#### Task prompt:
Write out the complete material exactly as it stands.

>> start Data excerpts

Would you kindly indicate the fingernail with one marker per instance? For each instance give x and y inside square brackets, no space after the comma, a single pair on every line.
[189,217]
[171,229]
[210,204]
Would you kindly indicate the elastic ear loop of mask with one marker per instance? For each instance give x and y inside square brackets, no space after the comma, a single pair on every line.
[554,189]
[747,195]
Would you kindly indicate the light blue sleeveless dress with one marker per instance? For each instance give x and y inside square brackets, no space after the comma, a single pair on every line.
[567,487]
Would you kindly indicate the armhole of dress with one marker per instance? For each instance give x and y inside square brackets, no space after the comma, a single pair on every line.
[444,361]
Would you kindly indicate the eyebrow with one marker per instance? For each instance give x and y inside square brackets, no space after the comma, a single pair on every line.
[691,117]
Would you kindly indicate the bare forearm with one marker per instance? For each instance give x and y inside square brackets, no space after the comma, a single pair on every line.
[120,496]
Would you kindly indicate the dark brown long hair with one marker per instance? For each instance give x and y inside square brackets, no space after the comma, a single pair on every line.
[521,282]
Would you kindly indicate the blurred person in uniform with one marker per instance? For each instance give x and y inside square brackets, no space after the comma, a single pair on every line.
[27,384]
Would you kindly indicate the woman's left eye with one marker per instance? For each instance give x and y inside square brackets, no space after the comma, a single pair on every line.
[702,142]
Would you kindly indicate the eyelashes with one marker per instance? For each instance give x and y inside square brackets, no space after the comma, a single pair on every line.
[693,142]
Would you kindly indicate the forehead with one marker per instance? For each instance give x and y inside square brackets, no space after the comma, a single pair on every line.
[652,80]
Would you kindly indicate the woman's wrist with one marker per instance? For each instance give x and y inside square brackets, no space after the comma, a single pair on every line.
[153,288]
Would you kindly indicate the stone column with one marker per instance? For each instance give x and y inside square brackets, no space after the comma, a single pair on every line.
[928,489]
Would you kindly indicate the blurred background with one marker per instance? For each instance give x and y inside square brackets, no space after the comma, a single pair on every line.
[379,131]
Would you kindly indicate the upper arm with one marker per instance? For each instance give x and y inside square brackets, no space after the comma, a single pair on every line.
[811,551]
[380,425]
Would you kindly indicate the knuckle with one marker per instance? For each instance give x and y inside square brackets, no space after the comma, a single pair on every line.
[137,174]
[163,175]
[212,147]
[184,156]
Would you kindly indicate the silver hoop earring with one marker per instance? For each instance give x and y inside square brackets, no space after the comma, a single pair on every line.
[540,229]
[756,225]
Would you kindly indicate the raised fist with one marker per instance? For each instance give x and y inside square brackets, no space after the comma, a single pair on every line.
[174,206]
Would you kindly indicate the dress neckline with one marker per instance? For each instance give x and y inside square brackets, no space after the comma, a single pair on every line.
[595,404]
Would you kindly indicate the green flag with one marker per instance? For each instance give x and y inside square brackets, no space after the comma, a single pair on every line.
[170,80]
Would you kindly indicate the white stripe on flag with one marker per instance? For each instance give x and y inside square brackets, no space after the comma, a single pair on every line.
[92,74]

>> end Data excerpts

#### The reply:
Would you kindly indicate the fingernail with one marker per instance? For each instance give x and y inside square brackets, no space after the comma, a single pair on every line.
[189,217]
[171,229]
[210,204]
Would you kindly indicate the elastic ear loop of mask with one marker per instance? For each instance give x and y inside square brackets, no space after the comma, a single pair on every line.
[554,189]
[747,195]
Would you kindly indicate the light blue sleeveless dress with one marker per instance? For each instance give x and y inside square brackets, no space after the comma, a single pair on every line.
[567,487]
Would you kindly indicate the armhole of dress with one marker per instance? For each instance give x and y inside square brackets, no space after the comma, a single pair on every line.
[444,361]
Would you kindly indicate the eyebrow with one marker per instance? For each instance give x and y inside square brackets, no space after the comma, a single pair on every line.
[691,117]
Would you kindly indicate the bare forearm with one marker per instance? For each instance give x and y inside square brackets, no space after the comma, a single pair on every line.
[120,496]
Would you kindly indicate the dark brown long hair with one marker per instance? For each instance give x and y inside square brackets, no space after the comma, a single pair on every line.
[521,282]
Would you kindly indicate the blurred person in uniform with one marker per instance? For each instance give x and y inside square brackets, no space after the comma, a single pair on every line.
[27,384]
Would you kindly indicate the woman's left eye with one marker per instance? For each instance give x and y inside square brackets, no space after the comma, a single pair on every line.
[702,142]
Would you kindly indicate the eyelashes with one marker per instance? For each instance give x and y inside square brackets, no space after the comma, a single pair on every line.
[693,142]
Would you kindly indicate the forehead with one marker per instance? For each instance give x and y inside square brackets, no space after the comma, a single pair on every line.
[652,80]
Would you kindly indicate the woman's wrist with one marker per instance? For each instance give x and y inside square brackets, no space after the comma, a single pair on every line.
[153,288]
Would you kindly indicate the stone column with one marker per instance? For each instance give x and y inside square brackets, no space after the comma, a single pair on every line.
[928,489]
Would you kindly indicate the blurred background with one marker per instance? For each instance give x and y inside square brackets, no space after the comma, a single pair on every line.
[379,131]
Would you kindly indicate the upper arm with one marker per instance? For each instance give x and y inside square brackets, no space after the comma, a single pair on every line.
[811,551]
[380,425]
Would you kindly indicate the knuckle with one marker per instance? For each instance give x and y inside square brackets, no space after the comma, a single pair on every line.
[137,174]
[163,175]
[212,147]
[184,156]
Would you kindly indicate the silver hoop earring with one marker per instance? For each instance give x and y inside square brackets, no space after the comma, a single pair on every line.
[540,229]
[756,225]
Would you kindly indicate the raised fist with one marker per instance? For each instance give x and y inside square brackets, no space after the comma, a single pair on every line.
[174,206]
Would you kindly indicate the dress neckline with one marker per instance? For each instance give x and y inside square brackets, no space after the comma, a single pair on every line.
[595,404]
Would you kindly indicate the green flag with one marker per instance? For each instance give x and y inside square brackets, no space after the comma, a single pair on every line.
[170,80]
Would you kindly indicate the white stripe on flag with one marker per instance? For each instance give x and y inside square brackets, no space after the comma, a single pair on every line.
[92,74]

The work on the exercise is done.